+++ Source document +++

After the delivery of a baby, bleeding is something that occurs naturally. This is something that may startle some new mothers, especially when they give birth to their first child. During pregnancy, a mother’s body will have a lot more blood than it usually does. During the childbirth process, the placenta actually separates from the uterus and it causes a steady blood flow.
There are several things which doctors do to stop postpartum bleeding. These include uterus massage and giving oxytocin medication. Breastfeeding stimulates the natural production of oxytocin, which in turn stimulates the uterus to contract and release the extra blood naturally.
There can be complications that come along with the natural process, and one that happens most often is postpartum hemorrhage. It usually occurs right after childbirth and can be treated by doctors immediately. That is why it is always recommended to give birth in a hospital rather than at home.
Lochia is a certain type of discharge that occurs after a baby is born. It can last from 4 to 6 weeks after birth. It is a type of postpartum bleeding. It will generally contain both blood and other tissues and mucus. In the beginning, it will be mostly blood, but then it will start to become watery and contain less blood. Eventually, it will become a white and yellowish since it will contain primarily white blood cells.
Lochia is fairly easy to manage with sanitary pads. You will require heavy-duty ones in the beginning so you should get a pack of those to the hospital with you. As the amount of blood in the discharge decreases and it becomes lighter overall, you can switch to regular and then to mini pads.

+++ Records supplied +++

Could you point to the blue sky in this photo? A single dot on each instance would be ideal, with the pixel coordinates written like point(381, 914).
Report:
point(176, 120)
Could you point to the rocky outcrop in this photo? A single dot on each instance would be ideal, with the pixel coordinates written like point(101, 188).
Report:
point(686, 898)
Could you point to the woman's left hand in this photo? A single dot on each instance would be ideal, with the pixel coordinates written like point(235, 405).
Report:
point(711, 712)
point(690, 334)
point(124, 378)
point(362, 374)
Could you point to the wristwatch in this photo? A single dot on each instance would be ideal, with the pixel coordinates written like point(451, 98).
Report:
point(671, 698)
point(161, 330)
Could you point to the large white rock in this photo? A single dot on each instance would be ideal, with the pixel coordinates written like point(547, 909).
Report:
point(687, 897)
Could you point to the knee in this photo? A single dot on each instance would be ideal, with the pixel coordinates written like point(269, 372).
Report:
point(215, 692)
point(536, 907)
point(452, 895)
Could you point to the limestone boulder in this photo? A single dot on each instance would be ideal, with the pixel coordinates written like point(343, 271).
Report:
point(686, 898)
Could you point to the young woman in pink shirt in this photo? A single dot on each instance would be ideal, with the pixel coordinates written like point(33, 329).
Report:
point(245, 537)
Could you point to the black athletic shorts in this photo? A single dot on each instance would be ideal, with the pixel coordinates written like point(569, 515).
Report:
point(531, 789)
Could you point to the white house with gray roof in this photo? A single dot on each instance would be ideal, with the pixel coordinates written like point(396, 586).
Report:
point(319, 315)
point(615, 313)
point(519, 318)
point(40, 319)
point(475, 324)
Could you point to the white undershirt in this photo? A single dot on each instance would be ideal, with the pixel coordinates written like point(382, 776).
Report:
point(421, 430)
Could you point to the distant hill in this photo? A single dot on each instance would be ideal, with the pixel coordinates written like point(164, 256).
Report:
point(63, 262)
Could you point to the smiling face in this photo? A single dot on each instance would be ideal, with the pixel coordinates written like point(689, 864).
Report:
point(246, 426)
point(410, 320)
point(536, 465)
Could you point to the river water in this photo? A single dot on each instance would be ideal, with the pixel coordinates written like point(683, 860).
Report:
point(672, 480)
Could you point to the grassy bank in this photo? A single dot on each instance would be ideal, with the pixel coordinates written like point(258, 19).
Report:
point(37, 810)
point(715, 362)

+++

Transcribe the passage from the text on postpartum bleeding, starting with "After the delivery" and going on through "steady blood flow.".

• Reply to the task
After the delivery of a baby, bleeding is something that occurs naturally. This is something that may startle some new mothers, especially when they give birth to their first child. During pregnancy, a mother’s body will have a lot more blood than it usually does. During the childbirth process, the placenta actually separates from the uterus and it causes a steady blood flow.